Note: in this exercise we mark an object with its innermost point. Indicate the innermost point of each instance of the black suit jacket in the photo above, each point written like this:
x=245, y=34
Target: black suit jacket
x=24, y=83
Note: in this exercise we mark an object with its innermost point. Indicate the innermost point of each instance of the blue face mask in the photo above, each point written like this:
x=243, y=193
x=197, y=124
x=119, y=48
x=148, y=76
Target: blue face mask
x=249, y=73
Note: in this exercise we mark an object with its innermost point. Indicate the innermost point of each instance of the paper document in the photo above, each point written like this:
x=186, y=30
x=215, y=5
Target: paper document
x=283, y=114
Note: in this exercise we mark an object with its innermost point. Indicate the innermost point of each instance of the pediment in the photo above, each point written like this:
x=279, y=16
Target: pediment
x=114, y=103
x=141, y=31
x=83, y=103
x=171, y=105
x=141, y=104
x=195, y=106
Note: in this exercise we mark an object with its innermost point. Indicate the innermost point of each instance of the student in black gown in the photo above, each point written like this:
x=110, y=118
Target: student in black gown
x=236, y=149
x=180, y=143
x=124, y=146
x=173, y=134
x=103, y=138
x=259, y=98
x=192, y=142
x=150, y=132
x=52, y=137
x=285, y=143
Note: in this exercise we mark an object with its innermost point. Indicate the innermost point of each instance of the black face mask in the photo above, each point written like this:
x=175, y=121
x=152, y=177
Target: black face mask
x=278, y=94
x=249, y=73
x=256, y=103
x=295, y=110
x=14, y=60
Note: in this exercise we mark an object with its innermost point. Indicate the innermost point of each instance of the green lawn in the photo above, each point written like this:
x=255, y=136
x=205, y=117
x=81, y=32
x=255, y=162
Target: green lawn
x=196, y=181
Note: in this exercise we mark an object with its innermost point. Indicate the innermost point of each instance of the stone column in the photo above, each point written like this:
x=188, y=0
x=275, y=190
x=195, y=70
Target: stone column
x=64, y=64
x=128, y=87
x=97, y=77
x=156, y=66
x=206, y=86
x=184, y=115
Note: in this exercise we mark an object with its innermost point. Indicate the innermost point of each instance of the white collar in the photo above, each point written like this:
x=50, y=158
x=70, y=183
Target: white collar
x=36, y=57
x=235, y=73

* * *

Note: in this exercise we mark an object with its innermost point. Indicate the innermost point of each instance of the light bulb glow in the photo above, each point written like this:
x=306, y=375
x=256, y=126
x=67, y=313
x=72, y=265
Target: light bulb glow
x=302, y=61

**Try it**
Report the number of lines in the listing where the string "photo" appears, and nothing besides.

**Output below**
10